** Records supplied **
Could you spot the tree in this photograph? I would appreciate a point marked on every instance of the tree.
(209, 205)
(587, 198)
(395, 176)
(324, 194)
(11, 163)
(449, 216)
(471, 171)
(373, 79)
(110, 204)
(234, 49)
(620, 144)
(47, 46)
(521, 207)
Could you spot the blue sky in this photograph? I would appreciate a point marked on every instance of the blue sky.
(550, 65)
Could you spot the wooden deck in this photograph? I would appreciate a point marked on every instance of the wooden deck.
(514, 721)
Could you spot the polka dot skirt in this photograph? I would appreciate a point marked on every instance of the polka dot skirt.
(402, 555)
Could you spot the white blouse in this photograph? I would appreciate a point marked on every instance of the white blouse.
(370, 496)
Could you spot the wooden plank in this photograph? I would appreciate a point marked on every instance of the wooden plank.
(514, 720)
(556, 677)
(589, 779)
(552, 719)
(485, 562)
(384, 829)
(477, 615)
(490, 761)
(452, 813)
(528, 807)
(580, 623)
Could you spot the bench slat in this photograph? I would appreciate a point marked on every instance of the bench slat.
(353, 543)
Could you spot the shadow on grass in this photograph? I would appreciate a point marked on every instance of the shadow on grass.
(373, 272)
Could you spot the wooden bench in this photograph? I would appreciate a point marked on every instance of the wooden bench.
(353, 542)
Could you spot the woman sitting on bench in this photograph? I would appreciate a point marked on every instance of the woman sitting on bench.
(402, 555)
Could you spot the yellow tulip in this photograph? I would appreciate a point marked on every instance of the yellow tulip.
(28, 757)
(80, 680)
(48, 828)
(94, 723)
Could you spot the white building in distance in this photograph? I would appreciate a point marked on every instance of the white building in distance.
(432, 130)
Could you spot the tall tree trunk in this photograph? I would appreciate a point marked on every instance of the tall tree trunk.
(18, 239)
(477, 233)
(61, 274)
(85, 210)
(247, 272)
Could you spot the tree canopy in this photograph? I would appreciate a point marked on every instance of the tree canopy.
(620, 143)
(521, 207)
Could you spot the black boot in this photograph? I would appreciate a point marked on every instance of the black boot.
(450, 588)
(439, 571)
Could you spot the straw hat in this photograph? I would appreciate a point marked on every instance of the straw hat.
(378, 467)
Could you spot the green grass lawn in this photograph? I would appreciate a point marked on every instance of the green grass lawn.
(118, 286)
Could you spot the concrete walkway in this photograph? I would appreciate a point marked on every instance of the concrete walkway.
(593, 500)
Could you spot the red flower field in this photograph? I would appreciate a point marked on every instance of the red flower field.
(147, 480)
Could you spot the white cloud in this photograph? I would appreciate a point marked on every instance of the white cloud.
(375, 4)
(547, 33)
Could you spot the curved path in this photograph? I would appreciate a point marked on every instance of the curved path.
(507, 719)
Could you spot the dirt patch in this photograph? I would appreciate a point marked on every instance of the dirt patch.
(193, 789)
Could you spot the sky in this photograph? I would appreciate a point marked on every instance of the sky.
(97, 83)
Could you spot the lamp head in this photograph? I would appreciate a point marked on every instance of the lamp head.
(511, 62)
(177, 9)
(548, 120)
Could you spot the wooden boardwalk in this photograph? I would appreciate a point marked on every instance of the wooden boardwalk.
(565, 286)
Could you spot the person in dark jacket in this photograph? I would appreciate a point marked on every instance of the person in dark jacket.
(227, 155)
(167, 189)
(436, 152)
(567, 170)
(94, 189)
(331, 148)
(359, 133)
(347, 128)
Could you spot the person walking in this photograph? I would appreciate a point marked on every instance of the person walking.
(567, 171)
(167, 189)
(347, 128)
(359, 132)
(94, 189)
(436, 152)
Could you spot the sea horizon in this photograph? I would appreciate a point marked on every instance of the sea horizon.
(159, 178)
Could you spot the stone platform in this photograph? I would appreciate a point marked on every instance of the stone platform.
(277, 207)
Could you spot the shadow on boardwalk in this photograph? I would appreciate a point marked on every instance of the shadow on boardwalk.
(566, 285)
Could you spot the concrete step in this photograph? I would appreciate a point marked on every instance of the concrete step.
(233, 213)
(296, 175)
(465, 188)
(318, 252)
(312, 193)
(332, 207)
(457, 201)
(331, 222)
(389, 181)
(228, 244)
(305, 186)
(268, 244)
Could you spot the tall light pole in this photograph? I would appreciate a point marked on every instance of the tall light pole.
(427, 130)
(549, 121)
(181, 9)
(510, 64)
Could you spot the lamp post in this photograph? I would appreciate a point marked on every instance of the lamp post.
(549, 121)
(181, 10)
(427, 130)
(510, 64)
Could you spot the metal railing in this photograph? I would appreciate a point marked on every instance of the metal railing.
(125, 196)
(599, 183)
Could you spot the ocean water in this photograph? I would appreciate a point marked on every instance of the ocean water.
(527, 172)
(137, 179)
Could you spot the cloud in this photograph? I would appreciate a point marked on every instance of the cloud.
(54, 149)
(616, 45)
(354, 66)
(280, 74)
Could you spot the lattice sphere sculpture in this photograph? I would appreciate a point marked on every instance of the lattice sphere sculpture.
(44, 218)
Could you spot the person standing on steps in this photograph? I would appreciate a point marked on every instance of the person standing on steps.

** What is being asked **
Using the exact wording, transcribe all the records above.

** Answer section **
Could you spot the tree in this photograph? I would appreciate a point marked on every instance of the tree.
(209, 205)
(587, 198)
(395, 176)
(324, 194)
(11, 163)
(449, 216)
(471, 171)
(373, 79)
(110, 204)
(234, 49)
(620, 144)
(47, 46)
(521, 207)
Could you spot the blue sky in this photograph? I would appreciate a point marked on every instance of the blue sky.
(550, 65)
Could you spot the wooden deck in this photograph? I would appreciate a point marked on every instance of the wooden deck.
(514, 721)
Could you spot the polka dot skirt in this photograph? I would appreciate a point marked on every instance of the polka dot skirt.
(402, 555)
Could you spot the white blouse in this photograph? I would appreciate a point marked on every instance of the white blouse.
(370, 496)
Could you spot the wooden plank in this photograph? I would appreciate a point marked on every instance of the wooden plank.
(514, 720)
(556, 677)
(589, 779)
(552, 719)
(485, 562)
(384, 829)
(477, 615)
(490, 761)
(452, 813)
(528, 807)
(580, 623)
Could you spot the bench slat in this photograph? I would appreciate a point marked on every instance of the bench slat.
(353, 543)
Could you spot the shadow on grass in this photograph? I would appreciate a point marked on every instance of the shadow on grass.
(373, 272)
Could you spot the wooden bench in this photograph? I would appreciate a point marked on every instance of the wooden bench.
(353, 542)
Could you spot the woman sitting on bench in this photograph? I would appreciate a point marked on every instance of the woman sitting on bench.
(402, 555)
Could you spot the yellow tulip in this photograph? I would appreciate a point marked on every instance of the yellow tulip.
(28, 757)
(80, 680)
(48, 828)
(94, 723)
Could you spot the white building in distance in this photograph? I would appreciate a point marked on every instance of the white building in distance.
(432, 130)
Could you spot the tall tree trunk in this photograph? I would appreciate a point marked on every instance of the tall tree trunk.
(18, 239)
(477, 233)
(61, 274)
(85, 210)
(247, 272)
Could you spot the tree canopy in this photograph? I would appreciate a point marked on every instance of the tree canopy.
(620, 143)
(521, 207)
Could you spot the black boot in this photograph? I would appreciate a point marked on every instance of the black boot.
(450, 588)
(439, 571)
Could you spot the straw hat in this photograph? I would appreciate a point marked on every instance of the straw hat.
(378, 467)
Could you spot the green grass lawn in this photograph? I would appreciate a point marked on every instance of the green grass lawn.
(118, 286)
Could you spot the concrete walkway in this photograph? I would appreciate a point marked on every instance of the concrete walkway.
(593, 500)
Could you spot the red flower field in this photograph? I would appreciate a point marked on every instance of the red flower field.
(147, 480)
Could you spot the white cloud in this photograph? I would appreciate a point marked on every instance of the white cloud.
(375, 4)
(547, 33)
Could you spot the curved path in this photograph? I would appreciate a point marked on every instance of the curved path.
(507, 719)
Could you spot the dirt patch in this photograph? I would appreciate a point marked on every instance of the dirt patch.
(193, 789)
Could you spot the sky in this photograph? I would appreciate a point marked on every instance of the sky.
(97, 83)
Could you spot the lamp head in this photograph? I would appreciate a point marked on every instance of the lamp head.
(511, 62)
(177, 9)
(548, 120)
Could you spot the wooden boardwalk in this photograph? I would appreciate a point marked on every instance of the wooden boardwalk.
(565, 286)
Could you spot the person in dark jacket in this photograph? I would appreciate a point marked on every instance of the person in dark jacket.
(227, 155)
(167, 189)
(436, 152)
(567, 170)
(94, 189)
(331, 148)
(359, 133)
(347, 128)
Could you spot the person walking in this photograph? I would appreciate a point marked on every instance of the person walking.
(567, 171)
(167, 189)
(347, 128)
(359, 132)
(94, 189)
(436, 152)
Could you spot the sea horizon in this photograph? I would appreciate a point marked on every instance of the sea horizon.
(159, 178)
Could you spot the stone platform in this photograph? I would appreciate a point marked on every instance of the stone platform.
(277, 207)
Could you spot the shadow on boardwalk in this photograph? I would appreciate a point marked on every instance of the shadow on boardwalk.
(566, 285)
Could you spot the concrete step in this photograph? I would appreciate a point marked on every instance of the concrete step.
(233, 213)
(296, 175)
(465, 188)
(318, 252)
(312, 193)
(332, 207)
(457, 201)
(331, 222)
(389, 181)
(228, 244)
(305, 186)
(268, 244)
Could you spot the tall light pole in this photograph? I would appreciate a point marked on every instance of the tall light pole.
(427, 130)
(549, 121)
(181, 9)
(510, 64)
Could you spot the lamp post in this photograph? I would appreciate a point marked on every instance of the lamp post.
(549, 121)
(181, 10)
(427, 130)
(510, 64)
Could you spot the metal railing in this photograph? I would appreciate a point marked on every instance of the metal railing.
(125, 196)
(599, 183)
Could you spot the ocean water in this photograph? I would appreciate a point marked on every instance of the ocean water.
(527, 172)
(137, 179)
Could you spot the cloud in this photograph? I would appreciate a point marked on every instance of the cloud.
(54, 149)
(616, 45)
(354, 66)
(280, 74)
Could you spot the lattice sphere sculpture in this photograph? I would appreciate a point marked on every instance of the lattice sphere sculpture.
(44, 218)
Could you spot the person standing on steps in this photograph? I would appreciate a point marked on every instance of the person standing on steps.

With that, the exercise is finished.